* AVAILABLE DATA *
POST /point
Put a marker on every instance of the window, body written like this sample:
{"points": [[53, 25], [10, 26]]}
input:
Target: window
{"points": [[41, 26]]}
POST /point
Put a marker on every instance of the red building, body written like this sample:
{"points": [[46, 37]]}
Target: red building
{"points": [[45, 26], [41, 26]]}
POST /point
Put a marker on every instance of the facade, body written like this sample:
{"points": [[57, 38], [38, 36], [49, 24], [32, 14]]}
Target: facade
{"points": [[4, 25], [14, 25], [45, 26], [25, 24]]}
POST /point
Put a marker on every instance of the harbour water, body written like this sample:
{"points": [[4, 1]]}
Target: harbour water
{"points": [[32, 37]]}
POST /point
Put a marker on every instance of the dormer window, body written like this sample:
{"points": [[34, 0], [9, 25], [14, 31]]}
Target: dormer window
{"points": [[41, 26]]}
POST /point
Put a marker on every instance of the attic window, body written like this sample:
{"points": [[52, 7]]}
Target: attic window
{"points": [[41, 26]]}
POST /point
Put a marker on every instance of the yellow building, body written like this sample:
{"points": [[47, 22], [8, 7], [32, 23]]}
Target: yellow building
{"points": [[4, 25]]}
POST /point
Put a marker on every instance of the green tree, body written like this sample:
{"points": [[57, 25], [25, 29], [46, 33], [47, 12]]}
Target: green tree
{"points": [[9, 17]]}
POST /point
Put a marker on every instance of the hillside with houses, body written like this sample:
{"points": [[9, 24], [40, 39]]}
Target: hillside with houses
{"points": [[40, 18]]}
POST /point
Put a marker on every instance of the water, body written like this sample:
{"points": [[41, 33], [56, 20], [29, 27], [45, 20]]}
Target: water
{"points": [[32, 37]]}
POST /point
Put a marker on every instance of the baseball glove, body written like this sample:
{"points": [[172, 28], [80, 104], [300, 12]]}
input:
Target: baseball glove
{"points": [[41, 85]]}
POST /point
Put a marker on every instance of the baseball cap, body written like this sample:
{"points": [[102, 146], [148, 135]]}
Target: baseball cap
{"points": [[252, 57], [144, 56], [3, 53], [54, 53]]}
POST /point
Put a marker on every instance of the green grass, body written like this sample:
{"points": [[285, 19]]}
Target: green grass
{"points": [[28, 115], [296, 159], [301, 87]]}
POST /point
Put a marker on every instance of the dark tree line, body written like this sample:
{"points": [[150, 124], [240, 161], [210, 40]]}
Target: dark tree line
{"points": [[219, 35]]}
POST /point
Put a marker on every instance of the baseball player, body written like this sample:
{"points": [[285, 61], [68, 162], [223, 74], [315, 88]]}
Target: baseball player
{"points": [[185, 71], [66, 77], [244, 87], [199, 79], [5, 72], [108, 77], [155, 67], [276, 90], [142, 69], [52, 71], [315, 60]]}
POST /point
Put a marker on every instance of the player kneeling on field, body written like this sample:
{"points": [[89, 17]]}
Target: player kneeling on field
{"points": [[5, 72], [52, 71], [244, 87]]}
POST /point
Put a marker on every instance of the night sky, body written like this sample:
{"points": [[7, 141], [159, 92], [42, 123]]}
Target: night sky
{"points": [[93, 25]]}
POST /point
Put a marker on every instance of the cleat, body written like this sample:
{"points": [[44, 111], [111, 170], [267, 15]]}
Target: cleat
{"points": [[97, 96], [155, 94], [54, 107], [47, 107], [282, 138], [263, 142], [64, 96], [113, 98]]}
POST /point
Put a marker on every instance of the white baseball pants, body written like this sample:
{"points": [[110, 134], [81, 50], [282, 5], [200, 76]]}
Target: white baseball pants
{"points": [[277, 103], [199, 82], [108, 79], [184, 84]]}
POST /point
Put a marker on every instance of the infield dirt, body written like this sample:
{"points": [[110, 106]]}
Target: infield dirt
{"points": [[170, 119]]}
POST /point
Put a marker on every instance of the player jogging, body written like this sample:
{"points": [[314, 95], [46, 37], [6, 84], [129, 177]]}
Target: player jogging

* EXERCISE *
Your task for the entries above: copy exactly the span starting with the line with "Target: dormer window" and going on through the line with "Put a marker on every instance of the green tree, body", both lines included, and nothing else.

* RESPONSE TO THIS TASK *
Target: dormer window
{"points": [[41, 26]]}
POST /point
Put a marker on every instance of the attic window, body written like this sample:
{"points": [[52, 7]]}
Target: attic window
{"points": [[41, 26]]}
POST /point
Put a marker on every instance of the yellow building, body written like this sample:
{"points": [[47, 22], [8, 7], [32, 23]]}
Target: yellow building
{"points": [[4, 25]]}
POST /point
Put a marker on every instance of the green tree, body written like this sample:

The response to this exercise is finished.